Material provided —
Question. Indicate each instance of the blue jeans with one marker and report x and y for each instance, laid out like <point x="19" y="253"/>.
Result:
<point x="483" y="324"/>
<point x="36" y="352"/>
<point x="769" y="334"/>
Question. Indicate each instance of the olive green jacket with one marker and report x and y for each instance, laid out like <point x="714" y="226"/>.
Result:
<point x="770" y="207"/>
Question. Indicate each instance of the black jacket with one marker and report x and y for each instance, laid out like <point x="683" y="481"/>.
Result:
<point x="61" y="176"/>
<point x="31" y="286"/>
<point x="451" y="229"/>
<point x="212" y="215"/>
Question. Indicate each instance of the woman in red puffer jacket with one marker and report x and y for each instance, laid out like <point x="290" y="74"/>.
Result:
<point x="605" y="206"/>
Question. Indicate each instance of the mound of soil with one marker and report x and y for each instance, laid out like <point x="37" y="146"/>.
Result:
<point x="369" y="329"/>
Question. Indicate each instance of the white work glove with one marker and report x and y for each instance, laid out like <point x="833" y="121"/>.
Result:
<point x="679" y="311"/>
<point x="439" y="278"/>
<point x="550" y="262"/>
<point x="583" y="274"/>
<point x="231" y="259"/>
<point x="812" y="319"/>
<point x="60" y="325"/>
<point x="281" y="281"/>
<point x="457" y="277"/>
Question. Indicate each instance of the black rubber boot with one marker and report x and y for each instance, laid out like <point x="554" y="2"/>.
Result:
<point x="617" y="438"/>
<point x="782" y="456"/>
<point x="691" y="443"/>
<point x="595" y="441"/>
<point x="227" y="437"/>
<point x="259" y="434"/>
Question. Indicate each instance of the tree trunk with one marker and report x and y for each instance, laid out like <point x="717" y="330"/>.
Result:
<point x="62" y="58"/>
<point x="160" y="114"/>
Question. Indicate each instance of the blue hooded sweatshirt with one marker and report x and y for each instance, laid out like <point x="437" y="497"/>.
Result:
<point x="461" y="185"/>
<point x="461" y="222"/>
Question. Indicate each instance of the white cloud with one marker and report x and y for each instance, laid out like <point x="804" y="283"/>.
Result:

Task directions —
Wherever the string "black" appears in a line of the records above, copy that line.

Solution —
Question. Indicate each instance of the black jacket with one marker and report x and y for each instance, laid out like <point x="683" y="481"/>.
Question. Indicate each instance of the black rubber boot with one marker and report x and y for each instance, laid out like <point x="554" y="2"/>.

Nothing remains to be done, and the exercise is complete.